* Task prompt *
What you return should be the complete data below, word for word, with no pictures in it.

== Extracted entries

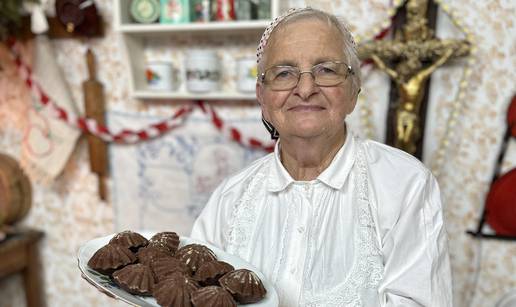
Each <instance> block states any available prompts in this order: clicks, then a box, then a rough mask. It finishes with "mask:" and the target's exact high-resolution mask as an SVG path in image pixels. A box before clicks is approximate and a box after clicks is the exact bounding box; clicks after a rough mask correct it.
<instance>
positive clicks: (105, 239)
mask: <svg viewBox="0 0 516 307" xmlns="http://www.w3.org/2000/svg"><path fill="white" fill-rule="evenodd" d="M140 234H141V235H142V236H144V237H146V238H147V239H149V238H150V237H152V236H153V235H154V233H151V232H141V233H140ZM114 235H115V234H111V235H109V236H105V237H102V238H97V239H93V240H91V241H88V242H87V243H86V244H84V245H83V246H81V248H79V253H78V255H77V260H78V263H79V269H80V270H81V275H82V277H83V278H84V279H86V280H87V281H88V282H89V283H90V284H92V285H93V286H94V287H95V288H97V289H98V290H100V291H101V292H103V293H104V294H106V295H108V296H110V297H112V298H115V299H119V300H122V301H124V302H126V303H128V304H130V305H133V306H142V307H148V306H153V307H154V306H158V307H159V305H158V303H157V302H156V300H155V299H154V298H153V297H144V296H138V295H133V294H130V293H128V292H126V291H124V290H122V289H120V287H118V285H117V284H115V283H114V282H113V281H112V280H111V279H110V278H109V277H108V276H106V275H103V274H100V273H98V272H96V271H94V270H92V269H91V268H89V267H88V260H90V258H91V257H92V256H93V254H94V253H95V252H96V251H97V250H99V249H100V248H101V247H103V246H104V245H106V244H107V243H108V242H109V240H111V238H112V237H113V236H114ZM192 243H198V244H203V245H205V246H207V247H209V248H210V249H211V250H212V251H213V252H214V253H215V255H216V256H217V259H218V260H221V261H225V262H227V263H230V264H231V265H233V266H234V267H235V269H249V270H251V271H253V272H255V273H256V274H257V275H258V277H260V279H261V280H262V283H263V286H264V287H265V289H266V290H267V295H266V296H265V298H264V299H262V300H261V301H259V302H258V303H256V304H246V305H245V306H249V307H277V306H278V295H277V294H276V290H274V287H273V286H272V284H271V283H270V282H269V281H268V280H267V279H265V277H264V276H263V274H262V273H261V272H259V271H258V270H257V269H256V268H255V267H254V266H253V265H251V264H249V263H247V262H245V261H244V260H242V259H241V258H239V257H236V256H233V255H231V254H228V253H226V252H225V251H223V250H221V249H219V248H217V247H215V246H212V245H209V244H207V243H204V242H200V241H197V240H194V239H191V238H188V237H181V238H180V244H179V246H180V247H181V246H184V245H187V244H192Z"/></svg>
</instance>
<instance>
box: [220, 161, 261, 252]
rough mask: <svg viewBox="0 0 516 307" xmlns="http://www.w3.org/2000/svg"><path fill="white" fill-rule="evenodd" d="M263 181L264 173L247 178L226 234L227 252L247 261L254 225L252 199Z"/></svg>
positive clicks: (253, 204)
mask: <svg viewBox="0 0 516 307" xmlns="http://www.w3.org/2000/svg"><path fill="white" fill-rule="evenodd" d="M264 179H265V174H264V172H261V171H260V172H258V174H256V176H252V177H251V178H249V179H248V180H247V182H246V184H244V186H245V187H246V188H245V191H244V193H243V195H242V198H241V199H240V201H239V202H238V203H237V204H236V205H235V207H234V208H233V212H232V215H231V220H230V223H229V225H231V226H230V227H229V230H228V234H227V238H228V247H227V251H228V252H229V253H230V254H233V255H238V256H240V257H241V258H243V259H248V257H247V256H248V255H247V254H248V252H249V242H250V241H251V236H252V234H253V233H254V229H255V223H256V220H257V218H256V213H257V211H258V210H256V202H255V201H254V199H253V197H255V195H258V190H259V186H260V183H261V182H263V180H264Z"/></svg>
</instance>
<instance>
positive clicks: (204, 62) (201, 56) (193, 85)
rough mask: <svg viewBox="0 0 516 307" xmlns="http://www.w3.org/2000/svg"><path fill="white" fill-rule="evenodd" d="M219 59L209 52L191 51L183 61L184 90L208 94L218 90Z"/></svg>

====

* Answer *
Each <instance> block states any available prompts in this order: clicks, then a box, then a rough mask. It finishes with "mask:" and the target's exact high-resolution mask as an SVG path in image pixels. A box before clicks is approximate and a box after clicks is the exact bounding box; clicks after a rough mask correct it.
<instance>
positive clicks: (105, 239)
mask: <svg viewBox="0 0 516 307" xmlns="http://www.w3.org/2000/svg"><path fill="white" fill-rule="evenodd" d="M140 234H141V235H142V236H144V237H146V238H147V239H149V238H150V237H152V236H153V235H154V233H151V232H141V233H140ZM114 235H115V234H111V235H109V236H105V237H102V238H97V239H93V240H91V241H88V242H87V243H86V244H84V245H83V246H81V248H79V253H78V255H77V260H78V263H79V269H80V270H81V275H82V277H83V278H84V279H86V280H87V281H88V282H89V283H90V284H92V285H93V286H94V287H95V288H97V289H98V290H100V291H101V292H103V293H104V294H106V295H108V296H110V297H112V298H115V299H119V300H122V301H124V302H126V303H128V304H130V305H133V306H142V307H148V306H153V307H154V306H158V307H159V305H158V303H157V302H156V300H155V299H154V298H153V297H144V296H138V295H133V294H130V293H128V292H126V291H124V290H122V289H120V287H118V285H117V284H115V283H114V282H113V281H112V280H111V279H110V278H109V277H108V276H106V275H103V274H100V273H98V272H96V271H94V270H92V269H91V268H89V267H88V260H90V258H91V257H92V256H93V254H94V253H95V252H96V251H97V250H99V249H100V248H101V247H103V246H104V245H106V244H107V243H108V242H109V240H111V238H112V237H113V236H114ZM192 243H198V244H203V245H205V246H207V247H209V248H210V249H211V250H212V251H213V252H214V253H215V255H216V256H217V259H218V260H221V261H225V262H227V263H230V264H231V265H233V266H234V267H235V269H249V270H251V271H253V272H255V273H256V274H257V275H258V277H260V279H261V280H262V283H263V286H264V287H265V289H266V290H267V295H266V296H265V298H264V299H262V300H261V301H259V302H258V303H256V304H246V305H245V306H249V307H277V306H278V295H277V294H276V290H274V287H273V286H272V284H271V283H270V282H269V281H268V280H267V279H265V277H264V276H263V274H262V273H261V272H259V271H258V270H257V269H256V268H255V267H254V266H253V265H251V264H249V263H247V262H245V261H244V260H242V259H241V258H239V257H236V256H233V255H231V254H228V253H226V252H225V251H223V250H221V249H219V248H217V247H215V246H212V245H209V244H207V243H204V242H200V241H197V240H194V239H191V238H188V237H181V238H180V244H179V246H180V247H181V246H184V245H187V244H192Z"/></svg>
</instance>
<instance>
box: [220, 161, 261, 252]
rough mask: <svg viewBox="0 0 516 307" xmlns="http://www.w3.org/2000/svg"><path fill="white" fill-rule="evenodd" d="M263 181L264 173L247 178L226 234L227 252L247 261L254 225L252 199Z"/></svg>
positive clicks: (253, 204)
mask: <svg viewBox="0 0 516 307" xmlns="http://www.w3.org/2000/svg"><path fill="white" fill-rule="evenodd" d="M264 179H265V174H264V172H261V171H260V172H258V174H256V176H252V177H251V178H249V179H248V180H247V182H246V184H244V186H245V187H246V188H245V191H244V193H243V195H242V198H241V199H240V201H239V202H238V203H237V204H236V205H235V207H234V208H233V212H232V215H231V220H230V223H229V225H231V226H230V227H229V230H228V234H227V238H228V247H227V251H228V252H229V253H230V254H233V255H238V256H240V257H241V258H243V259H248V257H247V256H248V255H247V254H248V252H249V242H250V241H251V236H252V234H253V233H254V229H255V223H256V220H257V218H256V213H257V211H258V210H256V202H255V201H254V199H253V197H255V195H258V190H259V186H260V183H261V182H263V180H264Z"/></svg>
</instance>
<instance>
positive clicks: (204, 62) (201, 56) (193, 85)
rough mask: <svg viewBox="0 0 516 307" xmlns="http://www.w3.org/2000/svg"><path fill="white" fill-rule="evenodd" d="M219 59L209 52L191 51L183 61L184 90L208 94L218 90Z"/></svg>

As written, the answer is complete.